→ Supplied information:
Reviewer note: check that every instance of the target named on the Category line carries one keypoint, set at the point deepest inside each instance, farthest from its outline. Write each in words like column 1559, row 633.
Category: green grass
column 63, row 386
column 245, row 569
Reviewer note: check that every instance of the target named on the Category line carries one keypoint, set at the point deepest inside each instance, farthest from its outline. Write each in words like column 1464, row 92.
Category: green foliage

→ Description of the task: Extract every line from all of the rows above and reproduce each one word for word, keeping the original order.

→ Solution to this task:
Reviewer note: check that every instance of the target named on the Category line carries one keypoint, set at the point deepest inside each instance, farthest from its outline. Write each in words like column 1559, row 633.
Category: green grass
column 63, row 386
column 245, row 569
Reviewer note: check that every instance of the target named on the Category line carries one keypoint, set at the point deepest inside each instance, farthest from its outline. Write each in words like column 1464, row 92.
Category: green foliage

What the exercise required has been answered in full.